▸ **Trecho selecionado**:
------------------------------

Num ponto concordam os dois, Sócrates e Nicolau de Cusa: a verdadeira atitude intelectual é a do filósofo, aquele que busca o tempo todo o saber, e não quem julga possuí-lo. A ignorância sábia, ainda que com termos diferentes, é para ambos o método, o meta+odós (gr.) = o caminho por onde se deve andar na busca do conhecimento. Em Sócrates, isso nos conduz à defesa da ideia de que ninguém ensina nada a ninguém e ao “conhece-te a ti mesmo” do templo de Apolo, com o recurso à maiêutica (o educador, o sábio, visto como mediador, ou como “parteira”, que é o que “maiêutica” em grego quer dizer). Em Nicolau de Cusa, a ignorância sábia nos leva ao território das buscas sem garantia, das incertezas e da coincidentia oppositorum (complementaridade dos opostos).

Nicolau de Cusa é um teólogo. Foi professor de teologia e bispo católico. É sobre Deus que ele fala em sua obra, o Absolutamente Outro. Este é o foco principal de seu pensamento. Diante de Deus, como propõe, o melhor que o ser humano tem a fazer é se reconhecer um belo de um ignorante, se quiser escapar ao erro da ignorância ignorante para viver a experiência gratificante e graciosa da sabedoria. Com isso, nosso personagem do final da Idade Média renuncia, também, às elucubrações filosóficas em torno das provas da existência de Deus. 

O saber do não saber: é esse o caminho ou método proposto por Nicolau de Cusa em “A douta ignorância”, escrita quando ele tinha a idade de 37 a 39 anos. O importante, em nossa relação com Deus, é saber que se ignora. “Com efeito, nenhum outro saber mais perfeito pode advir ao homem, mesmo ao mais estudioso, do que descobrir-se sumamente douto na sua ignorância, que lhe é própria, e será tanto mais douto quanto mais ignorante se souber”, ensina Nicolau de Cusa, citado por Santos (2010, p. 540), que observa: “A novidade de Nicolau de Cusa reside em que ele usa o pretexto da infinitude de Deus para propor um procedimento epistemológico geral, que vale para o conhecimento das coisas finitas, o conhecimento do mundo”.

------------------------------

▸ **Tarefa proposta**:
Transcreva a parte do trecho sobre a douta ignorância que começa em "Nicolau de Cusa é" e segue até "existência de Deus.". Baseie-se somente no trecho.

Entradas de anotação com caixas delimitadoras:
------------------------------

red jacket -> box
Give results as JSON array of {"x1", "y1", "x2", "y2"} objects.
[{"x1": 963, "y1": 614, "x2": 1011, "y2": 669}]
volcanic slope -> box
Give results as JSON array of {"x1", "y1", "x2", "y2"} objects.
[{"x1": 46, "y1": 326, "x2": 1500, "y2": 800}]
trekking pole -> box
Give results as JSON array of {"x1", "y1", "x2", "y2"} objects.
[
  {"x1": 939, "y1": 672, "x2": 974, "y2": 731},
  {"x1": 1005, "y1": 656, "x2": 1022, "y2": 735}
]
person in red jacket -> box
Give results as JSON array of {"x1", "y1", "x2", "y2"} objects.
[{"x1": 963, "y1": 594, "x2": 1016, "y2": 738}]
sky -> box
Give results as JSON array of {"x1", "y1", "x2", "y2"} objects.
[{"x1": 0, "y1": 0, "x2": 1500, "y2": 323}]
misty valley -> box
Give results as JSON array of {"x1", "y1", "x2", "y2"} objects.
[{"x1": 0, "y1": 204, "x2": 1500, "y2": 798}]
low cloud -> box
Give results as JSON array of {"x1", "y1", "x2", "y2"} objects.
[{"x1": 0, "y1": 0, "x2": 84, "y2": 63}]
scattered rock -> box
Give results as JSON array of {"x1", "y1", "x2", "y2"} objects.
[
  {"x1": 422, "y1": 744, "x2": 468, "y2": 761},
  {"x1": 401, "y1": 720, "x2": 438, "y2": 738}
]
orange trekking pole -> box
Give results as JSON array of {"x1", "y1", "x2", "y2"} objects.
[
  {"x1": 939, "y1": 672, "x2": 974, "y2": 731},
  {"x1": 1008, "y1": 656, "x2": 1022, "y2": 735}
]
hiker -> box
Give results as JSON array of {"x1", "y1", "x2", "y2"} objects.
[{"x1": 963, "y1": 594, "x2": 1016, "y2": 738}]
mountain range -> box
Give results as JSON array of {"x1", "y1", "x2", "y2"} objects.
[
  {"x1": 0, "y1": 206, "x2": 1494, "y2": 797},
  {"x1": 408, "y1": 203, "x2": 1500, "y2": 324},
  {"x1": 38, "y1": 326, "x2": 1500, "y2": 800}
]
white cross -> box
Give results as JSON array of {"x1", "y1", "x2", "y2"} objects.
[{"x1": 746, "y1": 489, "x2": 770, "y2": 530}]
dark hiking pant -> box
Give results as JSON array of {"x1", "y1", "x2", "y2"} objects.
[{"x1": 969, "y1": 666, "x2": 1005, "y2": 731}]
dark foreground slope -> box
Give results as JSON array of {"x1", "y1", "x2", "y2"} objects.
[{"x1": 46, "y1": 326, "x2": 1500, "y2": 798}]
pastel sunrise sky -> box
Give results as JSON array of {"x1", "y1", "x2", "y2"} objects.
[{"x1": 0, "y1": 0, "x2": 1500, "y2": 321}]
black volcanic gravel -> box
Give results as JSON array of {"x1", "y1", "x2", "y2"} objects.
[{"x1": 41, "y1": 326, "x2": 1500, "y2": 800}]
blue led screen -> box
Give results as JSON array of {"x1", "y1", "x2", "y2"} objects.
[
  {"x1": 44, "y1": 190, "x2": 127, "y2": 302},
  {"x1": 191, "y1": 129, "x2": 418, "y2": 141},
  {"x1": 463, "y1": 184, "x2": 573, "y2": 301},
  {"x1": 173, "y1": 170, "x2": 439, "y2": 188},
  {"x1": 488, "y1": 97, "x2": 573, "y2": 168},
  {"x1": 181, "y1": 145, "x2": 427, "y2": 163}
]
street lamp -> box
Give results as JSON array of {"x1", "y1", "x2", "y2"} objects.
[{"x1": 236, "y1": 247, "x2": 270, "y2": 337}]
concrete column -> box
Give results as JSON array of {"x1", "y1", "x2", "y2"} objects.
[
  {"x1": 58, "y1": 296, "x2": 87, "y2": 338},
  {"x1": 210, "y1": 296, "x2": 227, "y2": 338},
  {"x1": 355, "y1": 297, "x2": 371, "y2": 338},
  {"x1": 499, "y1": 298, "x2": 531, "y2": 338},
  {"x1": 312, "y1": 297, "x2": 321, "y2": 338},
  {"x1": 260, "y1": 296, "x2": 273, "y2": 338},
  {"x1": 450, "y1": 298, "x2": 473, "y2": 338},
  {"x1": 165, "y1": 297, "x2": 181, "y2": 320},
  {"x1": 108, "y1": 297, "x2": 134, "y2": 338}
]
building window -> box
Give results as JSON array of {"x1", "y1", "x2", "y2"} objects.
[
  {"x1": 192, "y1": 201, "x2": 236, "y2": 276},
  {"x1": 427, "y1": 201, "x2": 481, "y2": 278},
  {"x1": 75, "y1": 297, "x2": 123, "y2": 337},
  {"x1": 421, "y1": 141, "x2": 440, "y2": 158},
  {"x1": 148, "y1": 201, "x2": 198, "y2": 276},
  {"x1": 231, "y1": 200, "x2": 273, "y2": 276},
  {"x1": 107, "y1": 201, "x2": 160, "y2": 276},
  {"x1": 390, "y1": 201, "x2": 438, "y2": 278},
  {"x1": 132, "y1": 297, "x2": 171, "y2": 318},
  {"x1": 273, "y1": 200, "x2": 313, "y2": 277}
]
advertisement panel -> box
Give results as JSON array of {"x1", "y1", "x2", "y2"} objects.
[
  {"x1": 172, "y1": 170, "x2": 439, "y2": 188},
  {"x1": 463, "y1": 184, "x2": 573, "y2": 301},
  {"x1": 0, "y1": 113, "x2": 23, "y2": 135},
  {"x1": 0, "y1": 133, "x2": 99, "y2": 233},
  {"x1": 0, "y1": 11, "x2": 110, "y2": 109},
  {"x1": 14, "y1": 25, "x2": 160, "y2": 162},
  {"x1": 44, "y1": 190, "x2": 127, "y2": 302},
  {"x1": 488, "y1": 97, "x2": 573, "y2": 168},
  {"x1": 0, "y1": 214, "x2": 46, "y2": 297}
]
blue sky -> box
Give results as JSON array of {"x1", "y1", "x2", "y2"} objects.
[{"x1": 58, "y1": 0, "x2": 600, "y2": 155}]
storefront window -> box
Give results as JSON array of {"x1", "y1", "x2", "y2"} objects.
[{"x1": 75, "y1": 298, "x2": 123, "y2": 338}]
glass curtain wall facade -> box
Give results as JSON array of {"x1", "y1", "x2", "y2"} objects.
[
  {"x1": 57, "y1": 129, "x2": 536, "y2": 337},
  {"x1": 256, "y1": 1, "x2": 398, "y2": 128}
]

------------------------------

▸ **Resposta do exercício**:
Nicolau de Cusa é um teólogo. Foi professor de teologia e bispo católico. É sobre Deus que ele fala em sua obra, o Absolutamente Outro. Este é o foco principal de seu pensamento. Diante de Deus, como propõe, o melhor que o ser humano tem a fazer é se reconhecer um belo de um ignorante, se quiser escapar ao erro da ignorância ignorante para viver a experiência gratificante e graciosa da sabedoria. Com isso, nosso personagem do final da Idade Média renuncia, também, às elucubrações filosóficas em torno das provas da existência de Deus.